Exercise materials:
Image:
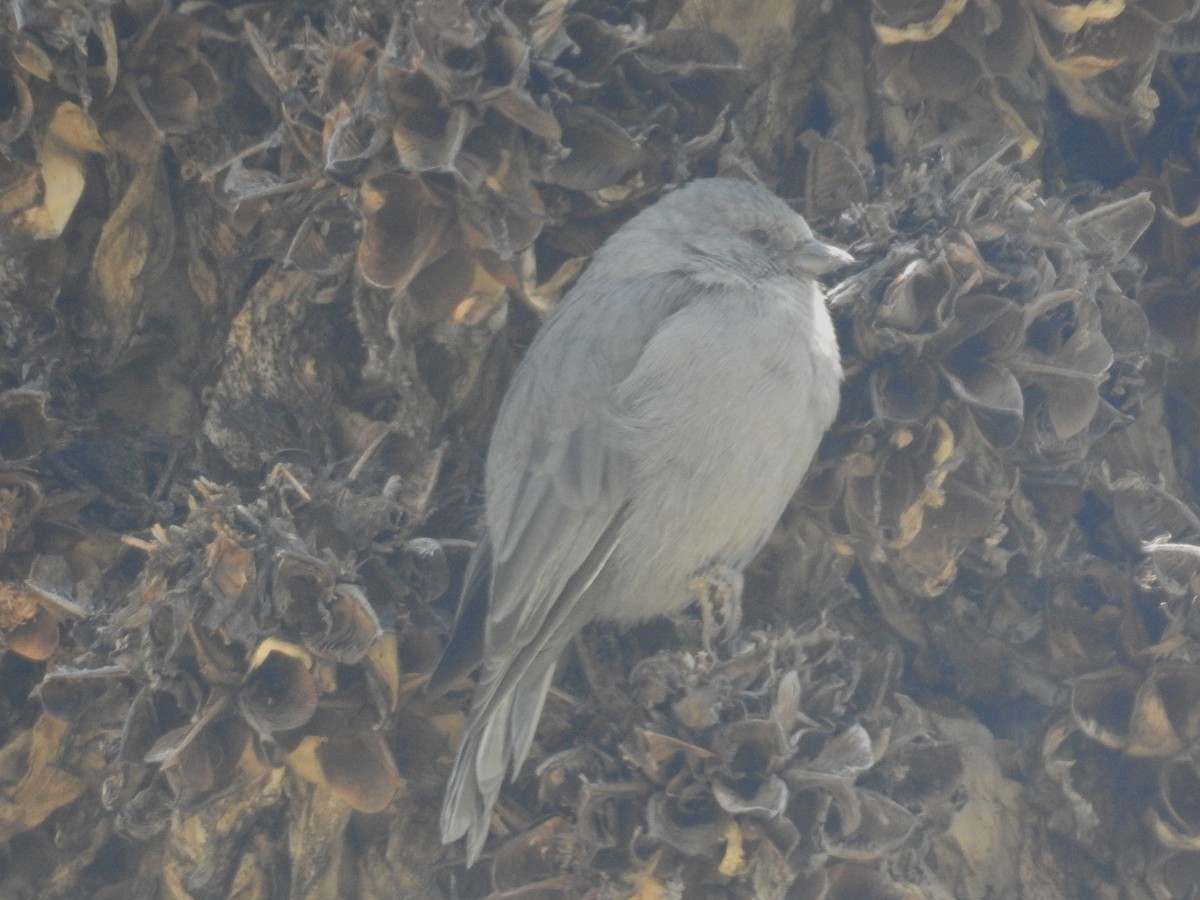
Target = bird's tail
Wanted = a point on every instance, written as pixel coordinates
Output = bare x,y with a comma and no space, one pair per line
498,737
==
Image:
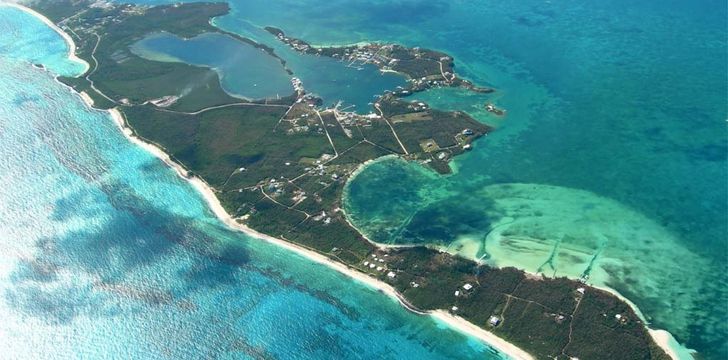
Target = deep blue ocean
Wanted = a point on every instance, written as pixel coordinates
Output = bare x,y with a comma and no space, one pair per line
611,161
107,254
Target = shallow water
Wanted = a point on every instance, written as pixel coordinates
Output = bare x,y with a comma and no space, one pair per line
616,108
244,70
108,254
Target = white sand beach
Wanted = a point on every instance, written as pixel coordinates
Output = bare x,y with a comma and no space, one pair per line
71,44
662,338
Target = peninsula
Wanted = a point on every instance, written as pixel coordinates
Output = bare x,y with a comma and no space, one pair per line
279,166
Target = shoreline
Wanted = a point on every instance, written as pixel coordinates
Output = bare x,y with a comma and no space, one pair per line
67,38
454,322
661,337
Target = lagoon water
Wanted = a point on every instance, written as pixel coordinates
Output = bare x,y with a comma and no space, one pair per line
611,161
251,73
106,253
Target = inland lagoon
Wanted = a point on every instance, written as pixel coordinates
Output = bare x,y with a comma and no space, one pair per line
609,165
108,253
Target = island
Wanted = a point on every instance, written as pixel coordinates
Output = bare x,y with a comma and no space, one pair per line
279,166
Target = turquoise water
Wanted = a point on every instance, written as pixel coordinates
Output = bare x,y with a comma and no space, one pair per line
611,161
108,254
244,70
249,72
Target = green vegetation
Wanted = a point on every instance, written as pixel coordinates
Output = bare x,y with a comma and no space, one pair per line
* * *
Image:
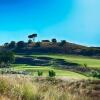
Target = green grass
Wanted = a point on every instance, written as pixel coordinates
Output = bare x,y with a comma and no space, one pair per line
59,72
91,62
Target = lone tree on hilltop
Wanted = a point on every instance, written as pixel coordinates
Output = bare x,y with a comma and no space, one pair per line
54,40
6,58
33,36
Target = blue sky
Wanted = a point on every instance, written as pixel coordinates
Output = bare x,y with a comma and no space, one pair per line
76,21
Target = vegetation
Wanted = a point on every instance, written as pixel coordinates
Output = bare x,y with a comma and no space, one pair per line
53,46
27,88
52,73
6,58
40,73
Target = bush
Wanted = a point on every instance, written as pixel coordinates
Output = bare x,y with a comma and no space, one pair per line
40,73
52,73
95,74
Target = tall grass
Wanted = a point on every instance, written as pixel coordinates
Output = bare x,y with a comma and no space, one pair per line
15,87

Set task: How many lines of the records above contain the string "grass", matching case exactly? Reply with only the number.

Output: 2